WORK INSTRUCTION 1: Reproduce the stretch of the Marie Fabianová biography from "Marie Fabianová |" through "from the University.", word for word.
WORK INSTRUCTION 2: According to the Marie Fabianová biography, in what year did she leave Minerva to become director of the Second Czech Girls' Real Municipal Gymnasium?

PASSAGE TO READ:
□ □ □ □

Marie Fabianová | |
Birth Date: | 11 February 1872 |
Birth Place: | Železný Brod, Bohemia, Austria-Hungary |
Death Place: | Prague, Protectorate of Bohemia and Moravia |
Alma Mater: | Charles-Ferdinand University |
Occupation: | Mathematician, teacher |
Known For: | First female PhD graduate in math from Charles-Ferdinand University |
Marie Fabianová (also written as Marie Fabiánová; 11 February 1872 – 7 April 1943) was a Czech mathematician, teacher and school principal, suffragette and feminist. She was one of the first Czech women to obtain a university education, the second female graduate of Charles-Ferdinand University, and the first female to graduate with a PhD in math from the University.
Fabianová was born 11 February 1872 in Železný Brod[1] into the family of Václav Fabián, the chief engineer of the Austrian Northwestern Railway, and his wife Juliana, née Haklová. She had two siblings, Juliana and Václav. After graduating from a local school, she began studying in Prague at the first, newly opened (1890), private girls' grammar school in Central Europe, called Minerva.[2]
After graduating from grammar school in 1895, she began to study mathematics at the Faculty of Philosophy of Charles-Ferdinand University in Prague under Professor František Josef Studnička. Until 1900, girls attended lectures for residential studies (without the status of regular students); in 1900, a new law enabled girls to take exams for the entire period of their studies. Fabianová graduated in November 1901 with a thesis in analytical mathematics becoming the first[3] woman to earn a PhD in mathematics in the country.[4] (In 1902, Anna Honzáková, a classmate of Fabianová's from Minerva, was the very first female with a doctoral degree to graduate from the Faculty of Medicine of Charles-Ferdinand University.)
After graduation, Fabianová started teaching mathematics, physics and German at the Minerva gymnasium. At that time, the teaching profession was associated with a promise of celibacy, so Fabianová never married. She lived with her older sister Juliana Fabianová.
In 1923, she separated from Minerva to become the director of the Second Czech Girls' Real Municipal Gymnasium. She held that position until she retired in 1929. In retirement, she participated in Czech social activities. She was a member of the Union of Czechoslovak Mathematicians and Physicists, the Association of Academically Educated Women and the Minerva Association.
Marie Fabianová died on 7 April 1943 after a long illness in the General Faculty Hospital in Prague at the age of 70.
She allegedly used the pseudonym Dr. Abby Faimon.

□ □ □ □

Region pointing data

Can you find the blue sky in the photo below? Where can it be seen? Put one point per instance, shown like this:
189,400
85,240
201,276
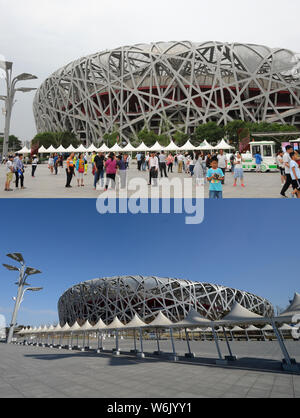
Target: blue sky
247,244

□ □ □ □

YOUR SOLUTION 1:
Marie Fabianová | |
Birth Date: | 11 February 1872 |
Birth Place: | Železný Brod, Bohemia, Austria-Hungary |
Death Place: | Prague, Protectorate of Bohemia and Moravia |
Alma Mater: | Charles-Ferdinand University |
Occupation: | Mathematician, teacher |
Known For: | First female PhD graduate in math from Charles-Ferdinand University |
Marie Fabianová (also written as Marie Fabiánová; 11 February 1872 – 7 April 1943) was a Czech mathematician, teacher and school principal, suffragette and feminist. She was one of the first Czech women to obtain a university education, the second female graduate of Charles-Ferdinand University, and the first female to graduate with a PhD in math from the University.

YOUR SOLUTION 2: 1923